Исходный фрагмент ::

У меня тут были знакомые, которые пригласили меня заехать к ним. Это были Джабадари с женой и Цицианов. Я принял это приглашение и впоследствии раскаялся, так как вначале был решительно изолирован от всей остальной ссыльной компании. Джабадари и Ольга Любатович на мои вопросы о ссыльных ответили, что народ это не заслуживающий внимания и что я напрасно намерен познакомиться с ними. Я, наоборот, слышал, что среди местных ссыльных есть много людей интересных и симпатичных. В иркутском тюремном замке, где я познакомился с Джабадари, он показался мне, что называется, рубахой-парнем, задушевным и хорошим товарищем. Таковы же были отзывы о нем и других товарищей. Ольга Любатович принадлежала к другому типу – она была резка и требовательна, и всюду у нее выходили с товарищами столкновения. Ольга Любатович оказалась сильнее мужа, и этим объяснялась его перемена. Отношения их с остальными ссыльными особенно обострились из-за затеянного Джабадари побега, так как они потребовали от остальных ссыльных, чтобы за ними были признаны некоторые преимущества, без всяких к тому оснований. Из-за этого вышла ссора, и из-за этого я оказался в изолированном положении в киренской ссылке.

Я скоро от этого положения избавился, заявив решительно, что я не намерен быть удаленным от остальных товарищей, и стал посещать их. Ромась и Кобылянский уже раньше получили приглашение и поселились отдельно от меня. Я стал ходить всюду и не пожалел об, этом.

Я приобрел знакомство с Лянды и его женой, с сестрой его жены, Леонардой Левандовской, и Н. В. Аронским и многими другими.

Читатель, вероятно, помнит главу о вышневолоцкой политической тюрьме. Там есть эпизод о рабочем Шиханове и его восторженных отзывах о рабочем Обручеве, сосланном именно в Киренск. Он проделал историю героя Достоевского – убил или намеревался убить богатую старуху для революционных целей. Когда об этом узнали товарищи, то отшатнулись от него, и он потонул в серой арестантской массе. Так кончился эпизод об «истинно практичном» рабочем Обручеве.

Среди остальной ссыльной братии выдающимся был Панкратьев. К сожалению, я познакомился с ним уже впоследствии. В это время он был в командировке от местного захудалого монастыря в Иркутск. Впоследствии он мне рассказывал юмористические эпизоды его монастырской службы; между прочим, его внимание обратил вкус подаваемой в этом монастыре ухи. Когда он спросил, каков секрет этого рецепта, то заведующий поварней ответил: «На мясной ухе варим».

Были здесь еще Свистунов, Микитьян, Геллис (брат каторжанина), Пылаев, распропагандированный в тюрьме и уже в качестве политического попавший в ссылку. Все это были люди полуинтеллигентные, единственное исключение составляла семья Лянды. Он был польский еврей, патриот в лучшем значении этого слова. Его жена, урожденная Левандовская, тоже вполне интеллигентная женщина и порядочная музыкантша. Познакомился я здесь со старой рад икал кой Поповой.

Имеющиеся материалы ::
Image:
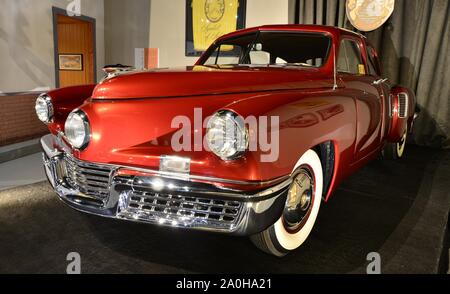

Цель упражнения ::
Переведите на английский язык следующее предложение из исходного фрагмента: «Ольга Любатович принадлежала к другому типу – она была резка и требовательна, и всюду у нее выходили с товарищами столкновения». Материалы никак не связаны с исходным фрагментом.

Выполненное задание ::
Olga Lyubatovich belonged to a different type: she was harsh and demanding, and everywhere she went she ended up in clashes with her comrades.